**EXTRAIT À LIRE**.
..............................
Omar Benqassi n’a pas survécu à ses blessures après être resté coincé dans un attelage, entre deux wagons, le 6 septembre 2003, à la gare de Woippy. Photo Archives RL/Maury GOLINI
Douze ans de procédure. Et un jugement qui condamne la SNCF pour faute inexcusable. Lorsqu’Omar Benqassi
est mort, en septembre 2003 à la gare de triage de Woippy, il n’était pas préparé à son poste.
La décision ne veut pas seulement dire que tout est terminé. La cour d’appel reconnaît, surtout que notre père n’est pas mort dans un simple accident. Il n’y a pas de fatalité là-dedans… C’était le sens de notre démarche. »
Un combat judiciaire commencé en septembre 2003 à la mort d’Omar Benqassi, 56 ans, le père d’une famille installée à Montigny-lès-Metz. Son épouse a encore en tête l’appel d’une autre femme de cheminot. « Personne ne m’avait prévenue qu’Omar avait eu un accident… » Elle a filé à la gare de triage de Woippy. Omar est resté coincé dans l’attelage, entre deux wagons. Il n’a pas survécu à ses blessures.
« Cheminot depuis 33 ans, Omar ne faisait que remplacer du monde à la gare de triage. Il était réceptionniste, mais ce poste lui faisait peur. Il s’en était ouvert à beaucoup de monde , se souvient son épouse. Il n’avait pas l’habitude de ces manœuvres. Ce remplacement devait se terminer quelques jours plus tard. Il avait hâte… »
Une première plainte pénale déposée pour homicide involontaire est classée en 2007. « On ne voulait pas s’arrêter là, assure sa fille. On ne pouvait pas accepter que ce dossier reste sans réponse. Pour nous, il y avait des dysfonctionnements. »
Les avocats de la famille Benqassi, Stanislas Louvel et Rédouane Saoudi, saisissent le tribunal des affaires de sécurité sociale pour faire reconnaître « la faute inexcusable de l’employeur. Puisque la justice pénale avait enquêté sur cette douloureuse affaire, on avait la preuve que la victime n’avait pas été formée à son nouveau poste », indique Me Saoudi.
« Son carnet de formation était vide. M. Benqassi avait été formé quelques heures de façon discontinue. » L’avocat messin a également dénoncé le manque « de protection de l’agent. L’enquête de l’inspection du travail a démontré que la SNCF n’avait pas instauré des pratiques claires et compréhensibles en matière de sécurité ».
La SNCF a prétendu être allée aux obsèques
Face aux critiques, la SNCF a toujours plaidé sa bonne foi. Et rejeté la faute de l’accident sur le cheminot.
« Le quinquagénaire était parfaitement apte, en bonne condition physique et formé », s’est-elle défendue devant la justice. S’il est mort, c’est qu’il a fait une erreur en somme ! Dans son mémoire, la SNCF a aussi mis en avant les valeurs humaines de l’entreprise en prétendant s’être rendue à l’enterrement.
..............................
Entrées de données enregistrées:
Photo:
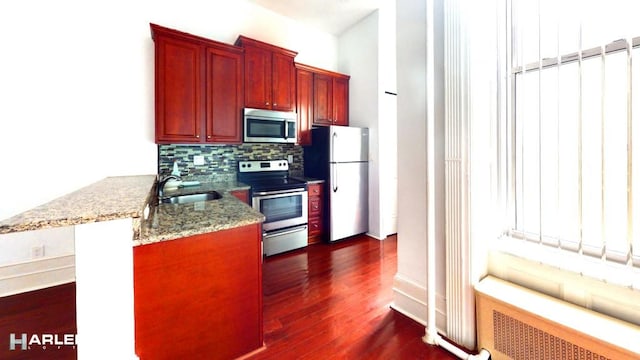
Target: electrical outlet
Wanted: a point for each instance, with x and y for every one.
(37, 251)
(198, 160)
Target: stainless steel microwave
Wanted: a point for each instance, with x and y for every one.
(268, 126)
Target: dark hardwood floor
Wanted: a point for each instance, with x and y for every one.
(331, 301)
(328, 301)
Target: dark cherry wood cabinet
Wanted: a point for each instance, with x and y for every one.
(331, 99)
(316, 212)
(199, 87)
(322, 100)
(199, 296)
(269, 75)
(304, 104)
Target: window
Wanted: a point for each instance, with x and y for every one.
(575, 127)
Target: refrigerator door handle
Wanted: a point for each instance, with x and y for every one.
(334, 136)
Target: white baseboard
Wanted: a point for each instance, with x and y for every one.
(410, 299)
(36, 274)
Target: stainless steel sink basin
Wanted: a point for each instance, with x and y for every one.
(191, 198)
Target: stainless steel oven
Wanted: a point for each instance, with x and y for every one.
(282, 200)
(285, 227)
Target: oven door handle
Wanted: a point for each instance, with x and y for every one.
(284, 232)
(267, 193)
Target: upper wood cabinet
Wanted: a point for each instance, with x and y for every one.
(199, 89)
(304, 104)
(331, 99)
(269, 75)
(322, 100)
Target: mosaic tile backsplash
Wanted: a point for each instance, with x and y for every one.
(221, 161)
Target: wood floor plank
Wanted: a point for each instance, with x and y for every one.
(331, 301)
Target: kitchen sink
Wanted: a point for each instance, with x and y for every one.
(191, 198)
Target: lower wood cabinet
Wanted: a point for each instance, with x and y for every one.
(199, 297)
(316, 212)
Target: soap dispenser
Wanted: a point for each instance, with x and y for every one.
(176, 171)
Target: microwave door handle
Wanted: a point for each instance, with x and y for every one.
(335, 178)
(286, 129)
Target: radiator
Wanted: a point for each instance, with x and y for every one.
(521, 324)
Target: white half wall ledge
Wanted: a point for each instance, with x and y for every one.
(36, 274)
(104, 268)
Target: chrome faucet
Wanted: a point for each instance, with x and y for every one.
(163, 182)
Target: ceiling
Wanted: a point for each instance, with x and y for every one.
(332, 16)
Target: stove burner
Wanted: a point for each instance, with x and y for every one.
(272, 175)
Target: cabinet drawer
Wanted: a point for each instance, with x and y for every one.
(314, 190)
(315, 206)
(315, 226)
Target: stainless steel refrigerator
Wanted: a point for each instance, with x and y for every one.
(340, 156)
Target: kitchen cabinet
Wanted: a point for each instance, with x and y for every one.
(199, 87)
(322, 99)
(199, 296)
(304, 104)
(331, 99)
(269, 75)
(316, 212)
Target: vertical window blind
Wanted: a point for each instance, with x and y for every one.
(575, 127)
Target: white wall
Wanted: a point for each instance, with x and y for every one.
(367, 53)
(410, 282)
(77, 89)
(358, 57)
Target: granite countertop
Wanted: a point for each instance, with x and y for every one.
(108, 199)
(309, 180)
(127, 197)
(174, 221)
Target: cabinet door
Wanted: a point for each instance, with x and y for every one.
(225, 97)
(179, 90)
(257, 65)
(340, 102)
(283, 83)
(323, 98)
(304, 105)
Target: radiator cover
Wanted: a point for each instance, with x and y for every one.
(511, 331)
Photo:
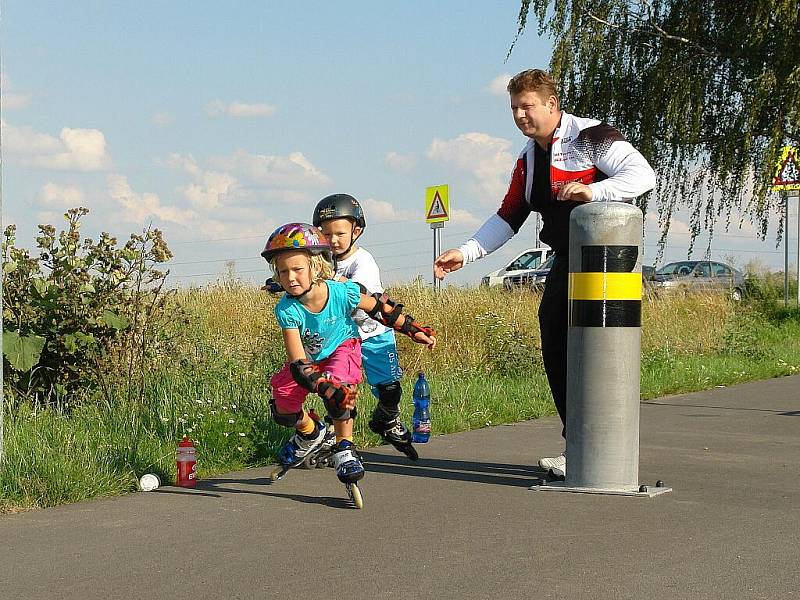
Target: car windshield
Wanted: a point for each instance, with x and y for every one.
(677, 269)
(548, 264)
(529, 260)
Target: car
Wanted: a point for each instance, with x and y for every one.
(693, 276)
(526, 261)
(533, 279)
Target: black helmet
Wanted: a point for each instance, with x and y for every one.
..............................
**CONSIGNES**.
#1 Résumez en deux phrases l'extrait consacré à la mort d'Omar Benqassi.
#2 Relevez dans les rangées chaque ligne qui contient la chaîne « radiator », puis recopiez-la.

**RÉPONSES CI-DESSOUS**.
#1 Omar Benqassi, cheminot de 56 ans, est mort en septembre 2003 à la gare de triage de Woippy, coincé dans un attelage entre deux wagons, alors qu'il n'était pas préparé à son poste. Après douze ans de procédure, un jugement a condamné la SNCF pour faute inexcusable, bien que l'entreprise ait plaidé sa bonne foi et rejeté la faute de l'accident sur le cheminot.

#2
Target: radiator
Target: radiator cover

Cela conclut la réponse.